[begin STORED DATA]

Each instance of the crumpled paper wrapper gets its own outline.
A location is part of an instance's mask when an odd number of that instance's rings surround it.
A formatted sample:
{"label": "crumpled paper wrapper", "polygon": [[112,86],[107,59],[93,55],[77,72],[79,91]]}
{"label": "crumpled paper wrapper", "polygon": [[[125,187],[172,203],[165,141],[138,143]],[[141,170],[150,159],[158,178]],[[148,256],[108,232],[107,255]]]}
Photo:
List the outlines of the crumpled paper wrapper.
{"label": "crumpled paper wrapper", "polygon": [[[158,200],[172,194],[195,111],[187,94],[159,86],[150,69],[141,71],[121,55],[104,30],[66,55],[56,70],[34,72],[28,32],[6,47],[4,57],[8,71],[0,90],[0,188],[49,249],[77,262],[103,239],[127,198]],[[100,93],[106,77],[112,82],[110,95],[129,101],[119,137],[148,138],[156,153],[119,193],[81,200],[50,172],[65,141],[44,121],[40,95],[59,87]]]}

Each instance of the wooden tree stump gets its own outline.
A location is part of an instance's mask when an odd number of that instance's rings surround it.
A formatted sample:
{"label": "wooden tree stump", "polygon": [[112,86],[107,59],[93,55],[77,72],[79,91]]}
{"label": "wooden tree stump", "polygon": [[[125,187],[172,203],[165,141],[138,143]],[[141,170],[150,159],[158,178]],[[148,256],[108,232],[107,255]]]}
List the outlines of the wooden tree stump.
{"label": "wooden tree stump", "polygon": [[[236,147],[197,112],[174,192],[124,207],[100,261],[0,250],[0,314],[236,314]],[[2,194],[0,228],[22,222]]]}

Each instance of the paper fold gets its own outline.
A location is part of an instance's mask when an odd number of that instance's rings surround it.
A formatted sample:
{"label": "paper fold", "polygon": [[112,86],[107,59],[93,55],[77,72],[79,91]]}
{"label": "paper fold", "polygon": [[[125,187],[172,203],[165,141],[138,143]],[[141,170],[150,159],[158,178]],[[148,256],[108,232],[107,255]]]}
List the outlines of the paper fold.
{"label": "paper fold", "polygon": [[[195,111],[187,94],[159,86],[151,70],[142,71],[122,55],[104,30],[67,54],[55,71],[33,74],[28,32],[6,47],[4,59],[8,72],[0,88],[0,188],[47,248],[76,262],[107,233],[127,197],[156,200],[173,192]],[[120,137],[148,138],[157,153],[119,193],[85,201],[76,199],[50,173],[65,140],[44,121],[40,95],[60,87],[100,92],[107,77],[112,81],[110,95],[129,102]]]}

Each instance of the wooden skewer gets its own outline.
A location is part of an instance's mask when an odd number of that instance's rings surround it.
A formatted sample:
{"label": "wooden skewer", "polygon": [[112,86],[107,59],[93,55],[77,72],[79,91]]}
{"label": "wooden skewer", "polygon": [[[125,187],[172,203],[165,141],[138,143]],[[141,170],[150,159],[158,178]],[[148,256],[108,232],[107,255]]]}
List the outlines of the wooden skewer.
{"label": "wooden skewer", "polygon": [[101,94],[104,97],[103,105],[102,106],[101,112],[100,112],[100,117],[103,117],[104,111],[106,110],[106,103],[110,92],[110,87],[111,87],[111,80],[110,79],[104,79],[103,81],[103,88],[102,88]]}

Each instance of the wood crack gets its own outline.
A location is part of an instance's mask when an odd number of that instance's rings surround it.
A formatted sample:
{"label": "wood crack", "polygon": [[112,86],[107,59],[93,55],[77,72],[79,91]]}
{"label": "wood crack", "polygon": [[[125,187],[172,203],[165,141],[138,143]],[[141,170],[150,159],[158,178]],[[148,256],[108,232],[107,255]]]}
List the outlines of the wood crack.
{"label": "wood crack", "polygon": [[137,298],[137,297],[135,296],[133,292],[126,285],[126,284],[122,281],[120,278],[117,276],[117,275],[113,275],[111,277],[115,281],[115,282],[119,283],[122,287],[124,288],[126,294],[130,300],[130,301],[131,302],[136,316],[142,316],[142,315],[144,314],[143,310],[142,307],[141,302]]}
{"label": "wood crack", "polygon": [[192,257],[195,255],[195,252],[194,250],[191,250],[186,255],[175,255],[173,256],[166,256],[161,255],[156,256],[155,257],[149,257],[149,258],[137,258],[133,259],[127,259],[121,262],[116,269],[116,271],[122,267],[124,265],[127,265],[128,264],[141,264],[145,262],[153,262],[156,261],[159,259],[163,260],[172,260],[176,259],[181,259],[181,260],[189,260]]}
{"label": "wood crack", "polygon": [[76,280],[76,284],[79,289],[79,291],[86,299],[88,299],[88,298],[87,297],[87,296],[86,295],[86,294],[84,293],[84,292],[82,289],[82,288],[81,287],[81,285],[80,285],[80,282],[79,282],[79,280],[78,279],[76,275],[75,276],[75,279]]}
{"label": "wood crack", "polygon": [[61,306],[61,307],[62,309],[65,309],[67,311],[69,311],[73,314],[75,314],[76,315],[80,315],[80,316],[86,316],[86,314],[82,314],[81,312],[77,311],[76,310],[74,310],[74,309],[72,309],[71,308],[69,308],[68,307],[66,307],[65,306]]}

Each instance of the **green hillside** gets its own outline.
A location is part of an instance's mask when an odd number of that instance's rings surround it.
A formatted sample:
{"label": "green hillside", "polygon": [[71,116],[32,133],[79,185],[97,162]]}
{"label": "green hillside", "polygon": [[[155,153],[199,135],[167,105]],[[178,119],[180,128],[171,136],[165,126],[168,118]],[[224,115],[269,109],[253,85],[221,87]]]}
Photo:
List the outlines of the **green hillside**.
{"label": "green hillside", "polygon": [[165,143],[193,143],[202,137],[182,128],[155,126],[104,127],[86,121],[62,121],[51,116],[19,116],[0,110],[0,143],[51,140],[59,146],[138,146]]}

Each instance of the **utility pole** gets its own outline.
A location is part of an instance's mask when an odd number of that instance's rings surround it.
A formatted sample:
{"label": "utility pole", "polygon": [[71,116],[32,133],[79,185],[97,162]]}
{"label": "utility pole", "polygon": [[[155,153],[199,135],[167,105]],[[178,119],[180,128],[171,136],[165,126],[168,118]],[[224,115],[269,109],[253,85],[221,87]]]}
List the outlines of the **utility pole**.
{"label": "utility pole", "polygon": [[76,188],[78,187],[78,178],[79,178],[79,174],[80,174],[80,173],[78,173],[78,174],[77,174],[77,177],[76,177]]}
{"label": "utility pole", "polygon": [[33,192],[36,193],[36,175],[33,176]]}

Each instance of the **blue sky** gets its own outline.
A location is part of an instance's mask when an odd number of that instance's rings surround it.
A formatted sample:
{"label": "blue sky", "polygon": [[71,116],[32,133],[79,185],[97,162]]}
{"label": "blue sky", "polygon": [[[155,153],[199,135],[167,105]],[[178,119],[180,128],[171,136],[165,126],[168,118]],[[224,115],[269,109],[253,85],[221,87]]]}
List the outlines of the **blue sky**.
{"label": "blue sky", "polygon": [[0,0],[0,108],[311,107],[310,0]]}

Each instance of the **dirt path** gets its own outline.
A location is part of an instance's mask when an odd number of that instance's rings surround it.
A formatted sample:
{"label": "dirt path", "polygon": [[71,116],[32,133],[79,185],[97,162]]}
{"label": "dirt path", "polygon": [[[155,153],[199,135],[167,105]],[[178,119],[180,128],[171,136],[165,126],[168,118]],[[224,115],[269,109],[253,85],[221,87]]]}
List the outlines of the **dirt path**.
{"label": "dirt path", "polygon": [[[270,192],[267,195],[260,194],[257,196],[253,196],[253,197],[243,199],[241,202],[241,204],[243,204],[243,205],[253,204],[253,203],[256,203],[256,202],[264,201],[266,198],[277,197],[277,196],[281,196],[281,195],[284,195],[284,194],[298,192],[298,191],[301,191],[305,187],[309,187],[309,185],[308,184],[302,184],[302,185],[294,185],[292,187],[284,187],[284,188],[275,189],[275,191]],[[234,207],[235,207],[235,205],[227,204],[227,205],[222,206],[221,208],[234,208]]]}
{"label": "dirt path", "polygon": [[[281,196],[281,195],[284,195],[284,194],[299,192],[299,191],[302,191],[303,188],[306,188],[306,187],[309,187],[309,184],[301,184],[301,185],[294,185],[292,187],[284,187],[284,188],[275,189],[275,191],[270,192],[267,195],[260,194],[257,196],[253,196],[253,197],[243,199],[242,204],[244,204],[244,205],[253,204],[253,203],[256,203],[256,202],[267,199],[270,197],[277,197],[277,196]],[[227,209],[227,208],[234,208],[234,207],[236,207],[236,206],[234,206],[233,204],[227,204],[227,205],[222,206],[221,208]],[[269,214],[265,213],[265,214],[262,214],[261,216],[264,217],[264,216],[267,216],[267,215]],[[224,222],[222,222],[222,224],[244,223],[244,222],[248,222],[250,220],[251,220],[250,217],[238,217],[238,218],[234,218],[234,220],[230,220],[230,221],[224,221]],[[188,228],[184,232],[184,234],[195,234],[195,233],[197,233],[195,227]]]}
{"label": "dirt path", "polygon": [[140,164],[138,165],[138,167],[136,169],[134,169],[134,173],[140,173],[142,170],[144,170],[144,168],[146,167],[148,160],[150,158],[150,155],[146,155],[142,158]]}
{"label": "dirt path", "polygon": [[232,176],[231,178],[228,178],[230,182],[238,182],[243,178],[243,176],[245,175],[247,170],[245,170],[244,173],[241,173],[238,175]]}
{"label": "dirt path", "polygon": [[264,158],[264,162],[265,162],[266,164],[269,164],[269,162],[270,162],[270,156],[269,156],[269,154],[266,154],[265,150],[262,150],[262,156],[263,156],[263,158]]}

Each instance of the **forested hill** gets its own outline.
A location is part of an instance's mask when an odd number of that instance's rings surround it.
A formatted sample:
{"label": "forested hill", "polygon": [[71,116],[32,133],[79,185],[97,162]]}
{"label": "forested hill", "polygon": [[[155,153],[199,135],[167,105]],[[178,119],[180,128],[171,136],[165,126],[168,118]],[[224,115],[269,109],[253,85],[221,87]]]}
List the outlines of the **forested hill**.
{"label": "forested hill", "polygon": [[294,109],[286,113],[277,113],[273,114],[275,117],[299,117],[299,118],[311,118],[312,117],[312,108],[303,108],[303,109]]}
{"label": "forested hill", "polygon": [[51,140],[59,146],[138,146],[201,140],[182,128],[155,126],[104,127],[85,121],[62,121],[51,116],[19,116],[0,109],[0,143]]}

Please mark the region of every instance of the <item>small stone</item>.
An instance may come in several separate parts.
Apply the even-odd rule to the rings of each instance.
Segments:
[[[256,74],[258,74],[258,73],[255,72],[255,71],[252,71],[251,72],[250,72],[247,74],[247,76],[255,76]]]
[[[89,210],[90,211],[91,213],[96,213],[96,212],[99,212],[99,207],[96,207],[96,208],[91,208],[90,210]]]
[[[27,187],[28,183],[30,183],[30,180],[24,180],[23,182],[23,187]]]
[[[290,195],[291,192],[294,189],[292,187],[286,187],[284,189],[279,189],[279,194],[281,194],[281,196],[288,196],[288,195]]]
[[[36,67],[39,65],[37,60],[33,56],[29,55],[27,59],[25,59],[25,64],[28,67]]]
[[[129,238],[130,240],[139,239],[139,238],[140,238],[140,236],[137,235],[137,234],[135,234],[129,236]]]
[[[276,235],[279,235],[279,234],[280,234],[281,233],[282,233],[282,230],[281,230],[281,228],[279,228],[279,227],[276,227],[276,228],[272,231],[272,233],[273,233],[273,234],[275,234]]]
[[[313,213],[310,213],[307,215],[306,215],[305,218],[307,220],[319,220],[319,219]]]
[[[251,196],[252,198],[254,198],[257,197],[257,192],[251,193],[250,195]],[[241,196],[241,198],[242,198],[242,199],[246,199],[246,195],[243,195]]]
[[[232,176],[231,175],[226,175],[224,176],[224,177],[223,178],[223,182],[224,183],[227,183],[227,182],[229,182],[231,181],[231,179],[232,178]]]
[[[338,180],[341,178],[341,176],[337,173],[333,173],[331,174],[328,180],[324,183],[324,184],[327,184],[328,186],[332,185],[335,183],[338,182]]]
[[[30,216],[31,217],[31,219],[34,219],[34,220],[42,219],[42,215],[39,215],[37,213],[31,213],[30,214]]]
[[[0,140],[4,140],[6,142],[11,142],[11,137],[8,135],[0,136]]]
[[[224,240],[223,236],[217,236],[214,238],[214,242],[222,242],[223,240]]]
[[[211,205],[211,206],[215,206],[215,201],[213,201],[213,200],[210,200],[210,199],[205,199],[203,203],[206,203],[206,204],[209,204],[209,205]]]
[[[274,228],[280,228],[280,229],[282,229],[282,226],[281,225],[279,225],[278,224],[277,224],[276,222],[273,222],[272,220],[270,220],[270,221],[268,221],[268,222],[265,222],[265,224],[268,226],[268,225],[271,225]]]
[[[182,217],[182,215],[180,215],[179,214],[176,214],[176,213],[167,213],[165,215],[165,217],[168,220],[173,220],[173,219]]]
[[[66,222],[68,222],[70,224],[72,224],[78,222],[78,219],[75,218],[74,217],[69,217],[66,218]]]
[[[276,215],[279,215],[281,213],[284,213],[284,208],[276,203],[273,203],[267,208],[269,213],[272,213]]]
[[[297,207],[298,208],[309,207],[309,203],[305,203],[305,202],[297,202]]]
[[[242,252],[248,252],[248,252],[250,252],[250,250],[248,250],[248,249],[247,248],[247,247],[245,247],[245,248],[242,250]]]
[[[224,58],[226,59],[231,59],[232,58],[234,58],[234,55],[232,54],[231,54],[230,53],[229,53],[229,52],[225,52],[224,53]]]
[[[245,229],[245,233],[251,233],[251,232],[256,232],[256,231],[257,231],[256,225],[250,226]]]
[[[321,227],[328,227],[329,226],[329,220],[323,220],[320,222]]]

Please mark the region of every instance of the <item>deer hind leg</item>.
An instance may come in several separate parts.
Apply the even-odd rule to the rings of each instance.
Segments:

[end STORED DATA]

Put the lines from the beginning of the entries through the line containing "List the outlines of the crumpled" into a numbered list, skipping any blank lines.

§ **SOLUTION BELOW**:
1. Each instance of the crumpled paper wrapper gets its own outline.
2. A location is part of an instance's mask when an odd number of that instance's rings surround it.
3. A formatted sample:
4. {"label": "crumpled paper wrapper", "polygon": [[112,86],[107,59],[93,55],[77,72],[79,91]]}
5. {"label": "crumpled paper wrapper", "polygon": [[[125,187],[172,203],[165,141],[138,143]],[[141,170],[150,159],[158,178]],[[148,256],[108,232],[107,255]]]}
6. Photo:
7. List the outlines of the crumpled paper wrapper.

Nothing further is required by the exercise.